DESCRIPTION OF EMBODIMENTS
Example 1
[0065] Referring to FIG. 1A, an embodiment of this application
provides a cathode plate 100, where the cathode plate 100 includes
a first winding end 100a and a second winding end 100b along a
length direction. The cathode plate 100 further includes a cathode
current collector 11 and a first cathode active layer 12, and the
first cathode active layer 12 is arranged on a surface of the
cathode current collector 11. The first cathode active layer 12
includes a first end portion 121 located at the first winding end
100a, and the first end portion 121 has a first cutout 122 provided
at a margin area. The first cutout 122 may be triangular, square or
in other shapes. For example, the first cutout 122 is substantially
an isosceles right triangle with right-angle sides of less than 10
mm. For another example, a hypotenuse of the first cutout 122 can
be correspondingly changed to an arc.
[0066] In another embodiment, the first cutout 122 may further be
replaced by a first barrier layer (not shown) arranged at the
margin area of the first end portion 121. The first barrier layer
may be an adhesive layer.
[0067] Referring to FIG. 1B and FIG. 1C together, an embodiment of
this application further provides an electrode assembly 400,
including an anode plate 200 and the cathode plate 100. More
specifically, the electrode assembly 400 may further includes a
separator 300 arranged between the anode plate 200 and the cathode
plate 100. The electrode assembly 400 is formed by winding the
anode plate 200, the separator 300, and the cathode plate 100. The
anode plate 200 includes a first winding end 200a and a second
winding end 200b along a length direction. The anode plate 200
further includes an anode current collector 21, and a first anode
active layer 22 and a second anode active layer 23 that are
arranged on a surface of the anode current collector 21, and the
anode current collector 21 is located between the first anode
active layer 22 and the second anode active layer 23. The first
anode active layer 22 includes a first end portion 221 located at
the first winding end 200a and a second end portion 223 located at
the second winding end 200b. The second anode active layer 23
includes a third end portion 231 located at the first winding end
200a and a fourth end portion 233 located at the second winding end
200b. The first anode active layer 22 is formed on the anode
current collector 21 through a gap coating process, so that the
first end portion 221, the second end portion 223, the third end
portion 231 and/or the fourth end portion 233 are misaligned with
one end of the anode current collector 21 after cutting, so that an
indentation is produced at the first end portion 221, the second
end portion 223, the third end portion 231, and/or the fourth end
portion 233 when the active material slurry shrinks.
[0068] In this embodiment, when the first end portion 221 of the
first anode active layer 22 includes a first indentation 222 at a
margin area, after the anode plate 200 and the cathode plate 100
are wound with the first winding ends 100a and 200a used as winding
starting ends and the second winding ends 100b and 200b as winding
ending ends, the first cathode active layer 12 corresponds to the
first anode active layer 22 and the first cutout 122 or the first
barrier layer corresponds to the first indentation 222.

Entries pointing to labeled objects
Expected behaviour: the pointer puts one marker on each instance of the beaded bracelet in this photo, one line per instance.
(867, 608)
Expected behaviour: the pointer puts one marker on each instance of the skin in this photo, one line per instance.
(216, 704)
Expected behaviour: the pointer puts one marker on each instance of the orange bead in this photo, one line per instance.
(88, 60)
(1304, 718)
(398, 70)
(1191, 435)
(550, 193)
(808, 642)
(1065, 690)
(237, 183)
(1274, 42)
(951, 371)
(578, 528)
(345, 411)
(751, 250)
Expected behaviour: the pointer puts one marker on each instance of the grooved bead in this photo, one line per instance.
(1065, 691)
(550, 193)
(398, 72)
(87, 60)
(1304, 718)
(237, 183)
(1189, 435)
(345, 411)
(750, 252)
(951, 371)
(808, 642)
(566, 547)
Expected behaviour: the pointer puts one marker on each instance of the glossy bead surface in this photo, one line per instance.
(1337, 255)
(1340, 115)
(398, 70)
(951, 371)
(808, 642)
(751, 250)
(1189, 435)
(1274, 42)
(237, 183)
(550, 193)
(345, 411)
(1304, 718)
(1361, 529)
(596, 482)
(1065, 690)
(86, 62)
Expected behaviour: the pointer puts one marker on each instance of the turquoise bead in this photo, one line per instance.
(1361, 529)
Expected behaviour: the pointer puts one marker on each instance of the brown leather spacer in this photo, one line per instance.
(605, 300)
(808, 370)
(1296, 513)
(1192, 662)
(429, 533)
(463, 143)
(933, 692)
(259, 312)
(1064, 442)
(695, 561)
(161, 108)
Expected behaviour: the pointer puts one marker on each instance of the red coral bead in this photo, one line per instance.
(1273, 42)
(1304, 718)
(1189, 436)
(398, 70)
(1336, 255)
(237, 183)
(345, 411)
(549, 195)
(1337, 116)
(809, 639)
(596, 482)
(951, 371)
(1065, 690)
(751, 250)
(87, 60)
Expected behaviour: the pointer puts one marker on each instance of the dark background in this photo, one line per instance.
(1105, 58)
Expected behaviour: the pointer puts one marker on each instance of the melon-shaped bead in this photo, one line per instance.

**TO-DO LIST**
1. Print the portion of the electrode assembly description from "[0068] In this" to "first indentation 222.".
2. Carry on the electrode assembly description from the point at which it ends.
The records have no connection to the electrode assembly description.

**REPLIES**
1.
[0068] In this embodiment, when the first end portion 221 of the
first anode active layer 22 includes a first indentation 222 at a
margin area, after the anode plate 200 and the cathode plate 100
are wound with the first winding ends 100a and 200a used as winding
starting ends and the second winding ends 100b and 200b as winding
ending ends, the first cathode active layer 12 corresponds to the
first anode active layer 22 and the first cutout 122 or the first
barrier layer corresponds to the first indentation 222.

2.
[0069] In this way, by providing the first cutout 122 or the first
barrier layer at the first end portion 121 of the first cathode
active layer 12, even if a first indentation 222 is formed at the
first end portion 221 of the first anode active layer 22, lithium
evolution can be avoided at the margin area of the first end
portion 121 of the first cathode active layer 12, thereby
increasing energy density.
[0070] In this embodiment, the first cathode active layer 10
further includes a second end portion 123 located at the second
winding end 100b, and the second end portion 123 has a second
cutout 124 or a second barrier layer (not shown) provided at a
margin area. The second cutout 124 and the second barrier layer may
be triangular, square or in other shapes. The second barrier layer
may be an adhesive layer.
[0071] When the second end portion 223 of the first anode active
layer 22 includes a second indentation 224 at a margin area, after
the anode plate 200 and the cathode plate 100 are wound, the second
cutout 124 or the second barrier layer corresponds to the second
indentation 224.
[0072] In this way, by providing the second cutout 124 or the
second barrier layer at the second end portion 123 of the first
cathode active layer 12, even if a second indentation 224 is formed
at the second end portion 223 of the first anode active layer 22,
the lithium evolution can be avoided at the margin area of the
second end portion 123 of the first cathode active layer 12,
thereby increasing energy density.
[0073] In this embodiment, the cathode plate 100 further includes a
second cathode active layer 13, the cathode current collector 11 is
arranged between the first cathode active layer 12 and the second
cathode active layer 13, and the second cathode active layer 13
includes a third end portion 131 located at the first winding end
100a and a fourth end portion 133 located at the second winding end
100b, where the third end portion 131 has a third cutout 132 or a
third barrier layer (not shown) provided at a margin area, and/or
the fourth end portion 133 has a fourth cutout 134 or a fourth
barrier layer (not shown) provided at a margin area. The third
cutout 132 and the third barrier layer may be triangular, square or
in other shapes. The third barrier layer may be an adhesive layer.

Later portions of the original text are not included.